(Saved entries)
• • •

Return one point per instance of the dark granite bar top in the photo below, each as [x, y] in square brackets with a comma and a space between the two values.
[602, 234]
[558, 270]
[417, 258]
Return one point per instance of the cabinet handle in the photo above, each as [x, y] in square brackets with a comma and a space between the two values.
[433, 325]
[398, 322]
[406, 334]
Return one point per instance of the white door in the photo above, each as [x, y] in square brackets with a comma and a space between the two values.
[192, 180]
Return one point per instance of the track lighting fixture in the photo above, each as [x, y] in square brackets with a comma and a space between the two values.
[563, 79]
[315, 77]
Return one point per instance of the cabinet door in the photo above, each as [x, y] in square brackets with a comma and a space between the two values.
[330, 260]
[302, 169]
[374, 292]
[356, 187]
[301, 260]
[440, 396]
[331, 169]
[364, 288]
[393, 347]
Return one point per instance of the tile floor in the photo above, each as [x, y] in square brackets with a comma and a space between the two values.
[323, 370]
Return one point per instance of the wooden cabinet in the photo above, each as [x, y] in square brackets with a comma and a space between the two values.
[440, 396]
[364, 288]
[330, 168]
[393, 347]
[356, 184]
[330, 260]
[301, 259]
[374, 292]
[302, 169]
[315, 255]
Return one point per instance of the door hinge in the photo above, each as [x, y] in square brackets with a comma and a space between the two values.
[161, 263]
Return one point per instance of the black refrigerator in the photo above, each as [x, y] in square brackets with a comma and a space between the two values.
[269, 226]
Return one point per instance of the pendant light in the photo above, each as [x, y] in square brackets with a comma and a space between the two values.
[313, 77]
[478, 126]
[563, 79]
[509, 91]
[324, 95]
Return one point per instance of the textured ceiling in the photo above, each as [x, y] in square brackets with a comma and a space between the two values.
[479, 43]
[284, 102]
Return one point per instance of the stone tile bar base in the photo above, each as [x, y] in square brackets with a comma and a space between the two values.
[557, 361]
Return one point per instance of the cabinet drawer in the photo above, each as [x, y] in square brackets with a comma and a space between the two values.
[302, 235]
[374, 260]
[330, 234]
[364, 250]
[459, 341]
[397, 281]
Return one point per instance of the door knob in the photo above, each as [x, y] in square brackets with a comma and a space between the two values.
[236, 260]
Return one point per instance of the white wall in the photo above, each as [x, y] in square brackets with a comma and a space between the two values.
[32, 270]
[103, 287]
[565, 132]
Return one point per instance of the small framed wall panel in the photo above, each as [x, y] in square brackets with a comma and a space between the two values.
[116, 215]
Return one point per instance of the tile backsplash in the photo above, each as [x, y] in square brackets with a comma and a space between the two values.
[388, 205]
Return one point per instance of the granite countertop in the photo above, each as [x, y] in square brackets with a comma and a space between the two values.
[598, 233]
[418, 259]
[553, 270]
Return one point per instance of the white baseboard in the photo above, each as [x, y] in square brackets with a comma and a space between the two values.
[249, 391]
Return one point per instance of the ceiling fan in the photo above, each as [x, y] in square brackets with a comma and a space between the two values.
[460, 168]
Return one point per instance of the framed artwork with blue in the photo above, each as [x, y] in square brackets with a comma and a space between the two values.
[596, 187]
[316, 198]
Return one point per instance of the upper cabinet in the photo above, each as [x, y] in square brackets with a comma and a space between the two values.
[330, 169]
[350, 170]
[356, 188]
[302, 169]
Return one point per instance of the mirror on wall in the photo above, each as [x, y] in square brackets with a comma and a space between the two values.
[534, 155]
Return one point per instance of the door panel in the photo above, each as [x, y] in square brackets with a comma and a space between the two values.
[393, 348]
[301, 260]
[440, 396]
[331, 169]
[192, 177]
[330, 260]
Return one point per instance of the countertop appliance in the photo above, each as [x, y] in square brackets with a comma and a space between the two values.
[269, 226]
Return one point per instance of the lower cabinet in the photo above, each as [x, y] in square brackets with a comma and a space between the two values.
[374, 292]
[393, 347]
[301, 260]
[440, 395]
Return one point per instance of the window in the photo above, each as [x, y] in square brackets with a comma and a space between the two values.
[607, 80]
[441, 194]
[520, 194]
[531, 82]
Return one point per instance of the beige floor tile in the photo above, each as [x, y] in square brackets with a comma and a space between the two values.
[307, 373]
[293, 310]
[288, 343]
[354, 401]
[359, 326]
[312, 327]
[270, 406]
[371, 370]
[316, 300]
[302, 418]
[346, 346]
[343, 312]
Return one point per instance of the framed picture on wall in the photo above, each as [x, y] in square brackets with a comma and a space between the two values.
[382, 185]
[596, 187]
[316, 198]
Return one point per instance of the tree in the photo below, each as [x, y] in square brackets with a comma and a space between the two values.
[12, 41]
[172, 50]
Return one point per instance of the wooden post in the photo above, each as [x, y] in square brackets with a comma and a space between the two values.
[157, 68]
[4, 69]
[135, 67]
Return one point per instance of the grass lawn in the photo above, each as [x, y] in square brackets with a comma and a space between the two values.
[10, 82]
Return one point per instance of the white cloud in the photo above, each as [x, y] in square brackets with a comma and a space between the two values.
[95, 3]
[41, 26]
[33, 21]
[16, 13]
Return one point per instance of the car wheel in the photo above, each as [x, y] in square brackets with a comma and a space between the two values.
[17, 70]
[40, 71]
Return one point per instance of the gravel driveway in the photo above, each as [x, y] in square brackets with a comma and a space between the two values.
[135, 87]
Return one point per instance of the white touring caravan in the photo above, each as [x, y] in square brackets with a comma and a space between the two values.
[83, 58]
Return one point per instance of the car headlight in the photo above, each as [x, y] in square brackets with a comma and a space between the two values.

• • •

● **TASK DIRECTIONS**: All of the lines above must be returned exactly.

● **RESPONSE AREA**:
Return one point per instance of the dark granite bar top in the photo below, each as [x, y] in square brackets with a comma and a space between the two values.
[602, 234]
[558, 270]
[417, 258]
Return one point per instance of the cabinet handle in the photo above, each as [x, y] in square brackets with a comma and a space between the two values.
[433, 325]
[398, 322]
[406, 334]
Return one point per instance of the white door in the photo above, each as [x, y] in square brackets with a comma and a space between the two values.
[192, 180]
Return one point per instance of the track lighting fixture in the photo above, each as [x, y] in square brackets with a comma and a space between the two values.
[563, 79]
[315, 77]
Return one point per instance of the cabinet door in the photo above, each as [x, y] in square brackets with a comma and a space between the two values.
[330, 260]
[302, 169]
[374, 292]
[356, 187]
[301, 260]
[440, 396]
[331, 169]
[364, 288]
[393, 347]
Return one point per instance of the tile floor in the photo above, each as [x, y] in square brackets with a comma and a space between the two values.
[323, 370]
Return one point per instance of the wooden cabinet in the photo above, each as [x, y] in square brackets with a comma and a space between the two values.
[440, 396]
[364, 288]
[330, 168]
[393, 347]
[356, 184]
[330, 260]
[301, 259]
[374, 292]
[302, 169]
[315, 255]
Return one point per instance of the door hinge in the photo above, each as [x, y] in square brackets with a comma and a space between the two values.
[161, 263]
Return one point per instance of the black refrigerator in the photo above, each as [x, y] in square brackets with a comma and a space between the two values.
[269, 226]
Return one point per instance of the pendant light in the photo above, each as [x, y] in square brackets with a comma and a space between the two values.
[313, 77]
[478, 126]
[563, 79]
[509, 91]
[324, 95]
Return one point per instance of the textured ceiling in the photo above, each as [x, y] in square brackets with a comma and a space between the two values.
[479, 43]
[284, 102]
Return one point per instance of the stone tile bar base in the photo above, each as [x, y] in square brackets with a comma and a space between the two values.
[557, 361]
Return one point per instance of the cabinet drawer in the photo above, each as [x, y] in square brackets with a comma and a space between the two values.
[302, 235]
[374, 260]
[330, 234]
[364, 250]
[459, 341]
[397, 281]
Return one point per instance of the door knob in the photo above, each as [x, y] in square brackets with a comma and a space between the two values.
[236, 260]
Return one point per instance of the white wall in the photo above, each as [x, y] in square brackets with a comma and a space between the two values.
[32, 270]
[103, 287]
[565, 132]
Return one point per instance of the small framed wall panel in the photo above, each as [x, y] in square brackets with a comma and a space between the two values.
[116, 215]
Return one point per instance of the tile backsplash in the photo above, each as [x, y] in square brackets with a comma and a space between the two values.
[388, 205]
Return one point per instance of the granite countertop in the photo above, each as [x, y] in square brackets with a comma and a space between the two values.
[598, 233]
[418, 259]
[553, 270]
Return one point per instance of the white baseboard in the photo above, each as [x, y] in square brackets with a comma and a space between the two values.
[249, 391]
Return one point per instance of the ceiling fan in the photo above, each as [x, y] in square brackets with a comma and a space between the two values.
[460, 168]
Return one point per instance of the framed artwork with blue in the photo above, each as [x, y] in square brackets with a comma and a space between the two values.
[596, 187]
[316, 198]
Return one point per instance of the upper cabinet in the photo above, each as [x, y] in square brackets with a comma and a space between the two values.
[330, 169]
[350, 170]
[356, 188]
[302, 169]
Return one point per instance of the mirror on wall in the photo above, each as [x, y] in square brackets with a comma and a space between the two values.
[534, 155]
Return one point per instance of the door panel in the photo above, each as [x, y] in square brackets with a comma and a space between the two values.
[393, 348]
[301, 260]
[440, 396]
[331, 169]
[192, 177]
[330, 260]
Return one point per instance of the countertop appliance in the photo above, each as [x, y] in square brackets with a comma and a space between the two values.
[269, 226]
Return one point per instance of the lower cabinet in the photo above, each as [x, y] in square brackets with a comma and a space between the two values.
[374, 292]
[393, 347]
[301, 260]
[440, 395]
Return one point per instance of the window in the photo above, each as [x, y] in square brackets with a comma and a space between the two values.
[607, 80]
[441, 194]
[520, 194]
[531, 82]
Return one point per instance of the beige floor tile in the photo above, each as [x, y] in square brackets with a comma and a space between the two values.
[307, 373]
[293, 310]
[288, 343]
[354, 401]
[359, 326]
[312, 327]
[270, 406]
[371, 370]
[316, 300]
[302, 418]
[346, 346]
[343, 312]
Return one point per instance of the framed picture on wall in the photo above, each as [x, y] in square brackets with a comma and a space between the two values.
[382, 185]
[596, 187]
[316, 198]
Return one point per instance of the tree in the photo below, each as [x, y] in square brackets with a comma and a space between the two values.
[12, 41]
[172, 50]
Return one point per instance of the wooden post in the photo above, each as [x, y] in square brackets with a comma and a space between the two values.
[157, 68]
[4, 69]
[135, 67]
Return one point per instance of the grass lawn in the photo above, each as [x, y] in square brackets with a comma and a space between the two values.
[10, 82]
Return one point per instance of the white cloud in the photo above, each as [x, y] in square brackets with a comma and a space between the two values.
[95, 3]
[41, 26]
[33, 21]
[16, 13]
Return one point per instance of the car wheel in the photo above, each as [x, y] in square brackets with a comma and a space between the two values.
[17, 70]
[40, 71]
Return one point per instance of the gravel driveway in the photo above, each as [x, y] in square brackets with a comma and a space between the two values.
[135, 87]
Return one point per instance of the white touring caravan in the photo above, each as [x, y] in square brackets with a comma and a space between the two values.
[83, 58]
Return one point per instance of the car headlight in the photo above, each as [x, y] in square brackets with a comma and a space between the two values.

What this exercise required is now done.